WORK TO DO.
Render every one of the entries below as a row of a two-column CSV headed input,output, with the entry's text under input and its answer under output. Enclose each field in double quotes, and replace any line breaks within a field with spaces.

DATA SUPPLIED.
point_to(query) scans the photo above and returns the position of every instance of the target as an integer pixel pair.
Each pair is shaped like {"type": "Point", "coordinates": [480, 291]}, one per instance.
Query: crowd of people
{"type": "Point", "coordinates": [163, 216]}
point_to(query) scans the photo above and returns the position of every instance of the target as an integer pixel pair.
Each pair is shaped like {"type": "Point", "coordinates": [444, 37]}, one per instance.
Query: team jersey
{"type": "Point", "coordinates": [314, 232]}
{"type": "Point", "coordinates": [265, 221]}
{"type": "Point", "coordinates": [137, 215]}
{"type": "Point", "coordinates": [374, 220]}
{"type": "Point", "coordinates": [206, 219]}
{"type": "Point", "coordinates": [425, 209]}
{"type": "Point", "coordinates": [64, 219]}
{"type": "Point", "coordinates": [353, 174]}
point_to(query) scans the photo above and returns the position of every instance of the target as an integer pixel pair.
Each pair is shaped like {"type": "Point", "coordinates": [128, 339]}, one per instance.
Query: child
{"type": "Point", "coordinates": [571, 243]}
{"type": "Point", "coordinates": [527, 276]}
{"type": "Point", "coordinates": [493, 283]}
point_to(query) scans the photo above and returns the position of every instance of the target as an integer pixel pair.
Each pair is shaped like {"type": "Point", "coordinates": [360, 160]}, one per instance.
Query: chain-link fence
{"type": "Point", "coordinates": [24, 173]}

COMPLETED EXERCISE.
input,output
"point_to(query) scans the photo above and returns the position of every instance of the target as an integer pixel pair. Each pair is shaped like {""type"": ""Point"", ""coordinates"": [480, 291]}, one per instance. Query: crowd of people","{""type"": ""Point"", ""coordinates"": [163, 216]}"
"point_to(query) scans the photo above and returns the position of every instance of the target as an integer pixel pair. Each pair is shaped like {""type"": ""Point"", ""coordinates"": [444, 37]}, one per instance. Query: team jersey","{""type"": ""Point"", ""coordinates"": [314, 232]} {""type"": ""Point"", ""coordinates"": [265, 221]} {""type"": ""Point"", ""coordinates"": [137, 215]} {""type"": ""Point"", ""coordinates"": [374, 220]} {""type"": ""Point"", ""coordinates"": [206, 219]} {""type"": ""Point"", ""coordinates"": [425, 209]} {""type"": ""Point"", ""coordinates"": [64, 219]} {""type"": ""Point"", ""coordinates"": [353, 174]}"
"point_to(query) scans the photo above and returns the position of every instance of the target as an integer pixel pair. Each pair is shaped like {""type"": ""Point"", ""coordinates"": [128, 339]}, one per instance. Query: child","{""type"": ""Point"", ""coordinates"": [571, 243]} {""type"": ""Point"", ""coordinates"": [527, 276]} {""type"": ""Point"", ""coordinates"": [493, 283]}"
"point_to(query) scans the photo above and returns the position of every instance of the target as an integer pixel pair. Each pair is shaped like {""type"": ""Point"", ""coordinates"": [360, 160]}, one per instance. Query: chain-link fence","{""type"": ""Point"", ""coordinates"": [24, 173]}"